Rows from a pointing dataset:
*****
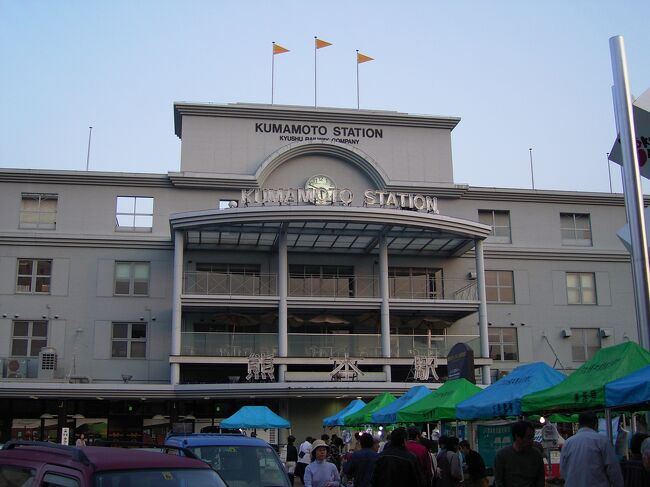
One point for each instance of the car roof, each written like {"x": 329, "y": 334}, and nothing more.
{"x": 214, "y": 439}
{"x": 100, "y": 458}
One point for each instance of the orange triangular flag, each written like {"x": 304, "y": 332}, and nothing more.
{"x": 321, "y": 43}
{"x": 278, "y": 49}
{"x": 362, "y": 58}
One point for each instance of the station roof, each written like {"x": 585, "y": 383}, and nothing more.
{"x": 329, "y": 229}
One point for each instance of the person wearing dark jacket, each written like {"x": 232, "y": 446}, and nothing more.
{"x": 361, "y": 464}
{"x": 396, "y": 465}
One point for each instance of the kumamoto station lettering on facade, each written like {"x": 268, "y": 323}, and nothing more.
{"x": 297, "y": 132}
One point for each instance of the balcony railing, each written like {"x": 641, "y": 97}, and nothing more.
{"x": 400, "y": 287}
{"x": 319, "y": 345}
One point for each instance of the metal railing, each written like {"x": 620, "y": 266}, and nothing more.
{"x": 360, "y": 286}
{"x": 319, "y": 345}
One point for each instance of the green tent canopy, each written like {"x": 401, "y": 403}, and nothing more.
{"x": 440, "y": 404}
{"x": 585, "y": 388}
{"x": 363, "y": 415}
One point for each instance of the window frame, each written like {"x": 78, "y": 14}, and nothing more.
{"x": 499, "y": 287}
{"x": 579, "y": 289}
{"x": 132, "y": 279}
{"x": 29, "y": 338}
{"x": 573, "y": 228}
{"x": 492, "y": 221}
{"x": 134, "y": 213}
{"x": 501, "y": 344}
{"x": 582, "y": 332}
{"x": 130, "y": 340}
{"x": 34, "y": 275}
{"x": 39, "y": 212}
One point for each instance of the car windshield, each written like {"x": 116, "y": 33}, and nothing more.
{"x": 158, "y": 478}
{"x": 235, "y": 465}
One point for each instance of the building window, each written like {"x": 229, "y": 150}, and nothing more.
{"x": 34, "y": 276}
{"x": 134, "y": 214}
{"x": 28, "y": 337}
{"x": 585, "y": 342}
{"x": 576, "y": 229}
{"x": 499, "y": 220}
{"x": 415, "y": 283}
{"x": 38, "y": 210}
{"x": 581, "y": 288}
{"x": 129, "y": 340}
{"x": 503, "y": 343}
{"x": 131, "y": 279}
{"x": 499, "y": 287}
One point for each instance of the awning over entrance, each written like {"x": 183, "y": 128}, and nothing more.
{"x": 329, "y": 229}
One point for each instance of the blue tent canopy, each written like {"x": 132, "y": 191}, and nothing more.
{"x": 337, "y": 419}
{"x": 255, "y": 417}
{"x": 631, "y": 389}
{"x": 503, "y": 398}
{"x": 388, "y": 414}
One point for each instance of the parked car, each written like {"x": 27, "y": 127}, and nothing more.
{"x": 241, "y": 461}
{"x": 35, "y": 463}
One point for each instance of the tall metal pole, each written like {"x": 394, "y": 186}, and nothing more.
{"x": 90, "y": 134}
{"x": 532, "y": 174}
{"x": 632, "y": 188}
{"x": 357, "y": 59}
{"x": 609, "y": 172}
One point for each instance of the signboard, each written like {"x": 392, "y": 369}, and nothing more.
{"x": 491, "y": 439}
{"x": 641, "y": 114}
{"x": 460, "y": 363}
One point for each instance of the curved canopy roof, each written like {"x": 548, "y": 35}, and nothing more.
{"x": 329, "y": 229}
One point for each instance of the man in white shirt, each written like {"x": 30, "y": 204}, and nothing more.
{"x": 304, "y": 458}
{"x": 588, "y": 458}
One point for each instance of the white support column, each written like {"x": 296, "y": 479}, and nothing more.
{"x": 283, "y": 286}
{"x": 482, "y": 309}
{"x": 385, "y": 308}
{"x": 177, "y": 314}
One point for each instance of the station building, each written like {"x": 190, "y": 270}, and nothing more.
{"x": 300, "y": 258}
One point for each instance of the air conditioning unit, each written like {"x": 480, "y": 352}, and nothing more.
{"x": 47, "y": 363}
{"x": 606, "y": 332}
{"x": 16, "y": 368}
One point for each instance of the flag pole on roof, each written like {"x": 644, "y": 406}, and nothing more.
{"x": 318, "y": 44}
{"x": 277, "y": 49}
{"x": 361, "y": 58}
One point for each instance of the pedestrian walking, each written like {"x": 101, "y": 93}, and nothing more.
{"x": 304, "y": 458}
{"x": 292, "y": 457}
{"x": 588, "y": 458}
{"x": 361, "y": 465}
{"x": 320, "y": 472}
{"x": 396, "y": 466}
{"x": 520, "y": 465}
{"x": 476, "y": 470}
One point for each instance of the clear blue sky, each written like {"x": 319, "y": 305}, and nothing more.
{"x": 519, "y": 73}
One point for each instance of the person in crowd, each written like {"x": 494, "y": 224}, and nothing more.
{"x": 415, "y": 446}
{"x": 362, "y": 462}
{"x": 450, "y": 472}
{"x": 292, "y": 457}
{"x": 634, "y": 475}
{"x": 519, "y": 465}
{"x": 475, "y": 466}
{"x": 396, "y": 466}
{"x": 588, "y": 458}
{"x": 645, "y": 454}
{"x": 320, "y": 472}
{"x": 304, "y": 458}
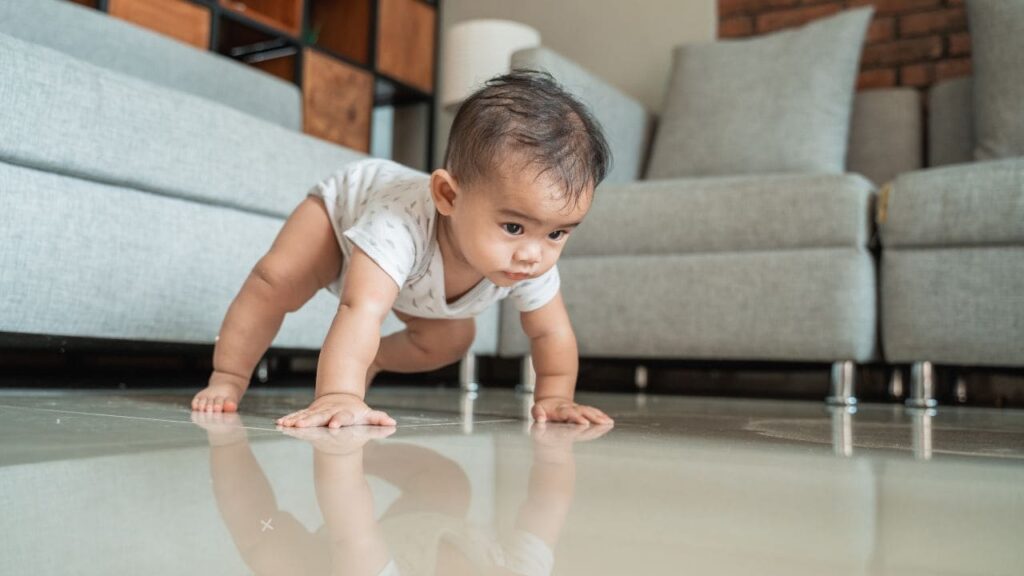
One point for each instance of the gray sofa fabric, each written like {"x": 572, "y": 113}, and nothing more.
{"x": 90, "y": 259}
{"x": 726, "y": 214}
{"x": 953, "y": 305}
{"x": 996, "y": 44}
{"x": 90, "y": 36}
{"x": 810, "y": 305}
{"x": 78, "y": 119}
{"x": 747, "y": 266}
{"x": 133, "y": 210}
{"x": 950, "y": 122}
{"x": 977, "y": 204}
{"x": 779, "y": 103}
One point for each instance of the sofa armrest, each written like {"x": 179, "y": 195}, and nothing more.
{"x": 628, "y": 125}
{"x": 885, "y": 134}
{"x": 976, "y": 204}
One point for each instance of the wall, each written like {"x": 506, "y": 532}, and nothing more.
{"x": 909, "y": 43}
{"x": 628, "y": 44}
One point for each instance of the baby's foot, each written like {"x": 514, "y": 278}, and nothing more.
{"x": 221, "y": 395}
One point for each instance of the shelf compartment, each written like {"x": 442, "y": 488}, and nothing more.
{"x": 180, "y": 19}
{"x": 337, "y": 100}
{"x": 406, "y": 42}
{"x": 274, "y": 54}
{"x": 342, "y": 27}
{"x": 281, "y": 14}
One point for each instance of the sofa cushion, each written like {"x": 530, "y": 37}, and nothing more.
{"x": 726, "y": 213}
{"x": 976, "y": 204}
{"x": 775, "y": 104}
{"x": 62, "y": 115}
{"x": 807, "y": 305}
{"x": 104, "y": 41}
{"x": 996, "y": 44}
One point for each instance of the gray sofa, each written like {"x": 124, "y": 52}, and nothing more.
{"x": 138, "y": 187}
{"x": 140, "y": 179}
{"x": 785, "y": 266}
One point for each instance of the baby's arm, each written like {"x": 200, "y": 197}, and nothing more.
{"x": 556, "y": 361}
{"x": 349, "y": 350}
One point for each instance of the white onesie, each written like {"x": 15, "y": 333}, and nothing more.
{"x": 386, "y": 209}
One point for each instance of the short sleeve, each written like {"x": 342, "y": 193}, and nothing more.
{"x": 384, "y": 232}
{"x": 531, "y": 294}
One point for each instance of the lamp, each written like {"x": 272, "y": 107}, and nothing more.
{"x": 477, "y": 50}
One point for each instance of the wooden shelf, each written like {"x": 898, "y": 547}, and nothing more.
{"x": 343, "y": 27}
{"x": 181, "y": 19}
{"x": 338, "y": 100}
{"x": 283, "y": 14}
{"x": 347, "y": 56}
{"x": 406, "y": 42}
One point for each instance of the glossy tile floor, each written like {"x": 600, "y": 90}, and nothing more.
{"x": 133, "y": 483}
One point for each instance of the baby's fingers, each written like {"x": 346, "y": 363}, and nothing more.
{"x": 595, "y": 415}
{"x": 378, "y": 418}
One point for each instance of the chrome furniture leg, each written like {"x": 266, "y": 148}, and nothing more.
{"x": 922, "y": 385}
{"x": 467, "y": 373}
{"x": 843, "y": 376}
{"x": 527, "y": 376}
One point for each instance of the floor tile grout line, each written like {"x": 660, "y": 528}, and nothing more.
{"x": 246, "y": 427}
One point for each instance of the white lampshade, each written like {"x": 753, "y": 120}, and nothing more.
{"x": 477, "y": 50}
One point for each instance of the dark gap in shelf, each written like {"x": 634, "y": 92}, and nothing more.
{"x": 285, "y": 15}
{"x": 273, "y": 53}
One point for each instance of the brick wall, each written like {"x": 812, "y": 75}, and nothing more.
{"x": 909, "y": 42}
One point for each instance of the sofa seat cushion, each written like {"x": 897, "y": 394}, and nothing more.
{"x": 725, "y": 214}
{"x": 94, "y": 37}
{"x": 66, "y": 116}
{"x": 977, "y": 204}
{"x": 779, "y": 103}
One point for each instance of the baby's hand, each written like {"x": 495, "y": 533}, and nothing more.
{"x": 222, "y": 394}
{"x": 555, "y": 409}
{"x": 336, "y": 410}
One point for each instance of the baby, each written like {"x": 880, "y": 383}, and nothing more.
{"x": 522, "y": 161}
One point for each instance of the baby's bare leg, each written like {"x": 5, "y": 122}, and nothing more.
{"x": 424, "y": 344}
{"x": 304, "y": 257}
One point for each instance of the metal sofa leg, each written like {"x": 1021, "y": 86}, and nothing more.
{"x": 467, "y": 373}
{"x": 527, "y": 376}
{"x": 922, "y": 385}
{"x": 843, "y": 376}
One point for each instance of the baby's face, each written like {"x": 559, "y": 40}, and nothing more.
{"x": 514, "y": 229}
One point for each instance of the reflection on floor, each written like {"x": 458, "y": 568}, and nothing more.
{"x": 108, "y": 482}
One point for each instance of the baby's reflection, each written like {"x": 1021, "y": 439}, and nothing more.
{"x": 424, "y": 531}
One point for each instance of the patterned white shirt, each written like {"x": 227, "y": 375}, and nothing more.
{"x": 385, "y": 208}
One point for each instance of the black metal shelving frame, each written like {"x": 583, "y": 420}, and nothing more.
{"x": 387, "y": 90}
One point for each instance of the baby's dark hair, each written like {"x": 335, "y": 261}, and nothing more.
{"x": 526, "y": 117}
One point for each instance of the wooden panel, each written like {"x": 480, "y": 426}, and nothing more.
{"x": 178, "y": 18}
{"x": 343, "y": 27}
{"x": 406, "y": 42}
{"x": 338, "y": 100}
{"x": 282, "y": 14}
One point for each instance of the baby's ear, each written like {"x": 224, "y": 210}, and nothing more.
{"x": 443, "y": 190}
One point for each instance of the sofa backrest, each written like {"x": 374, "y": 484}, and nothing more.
{"x": 66, "y": 116}
{"x": 950, "y": 122}
{"x": 113, "y": 43}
*****
> What the task asks
Reproduce precisely the span of lines that begins at the line containing "One point for each instance of the baby's bare" and ends with the last line of the listing.

> Solution for this exercise
One point for each instance of the baby's bare leg, each written like {"x": 5, "y": 122}, and nothing more.
{"x": 424, "y": 344}
{"x": 304, "y": 257}
One point for each instance of the metal sofa leg, each written like {"x": 1021, "y": 86}, and nothing more.
{"x": 467, "y": 373}
{"x": 527, "y": 376}
{"x": 922, "y": 385}
{"x": 843, "y": 376}
One point for each instance of the baby's face, each written like {"x": 559, "y": 40}, and nothing more.
{"x": 514, "y": 229}
One point for each instance of the reflection on floor, each written like {"x": 458, "y": 568}, and nothing more.
{"x": 108, "y": 482}
One point for each instance of the baby's reflection, each written like {"x": 1021, "y": 439}, and nothing more.
{"x": 424, "y": 531}
One point for each instance of the patterned white shirt, each written like {"x": 227, "y": 375}, and nothing more.
{"x": 385, "y": 208}
One point for each instance of the black metal shelving frame, each written like {"x": 583, "y": 420}, and nothing more.
{"x": 387, "y": 90}
One point for each instance of the baby's dark hair, each written like {"x": 335, "y": 261}, and nothing more.
{"x": 526, "y": 117}
One point for each instance of the wooden panel, each written like {"x": 480, "y": 426}, and nothing more.
{"x": 178, "y": 18}
{"x": 343, "y": 27}
{"x": 406, "y": 42}
{"x": 338, "y": 100}
{"x": 282, "y": 14}
One point for each instance of the baby's ear, each written like {"x": 224, "y": 210}, and nothing more.
{"x": 443, "y": 190}
One point for each instance of the sofa backrest, each written like {"x": 374, "y": 484}, and nothing more.
{"x": 66, "y": 116}
{"x": 950, "y": 122}
{"x": 113, "y": 43}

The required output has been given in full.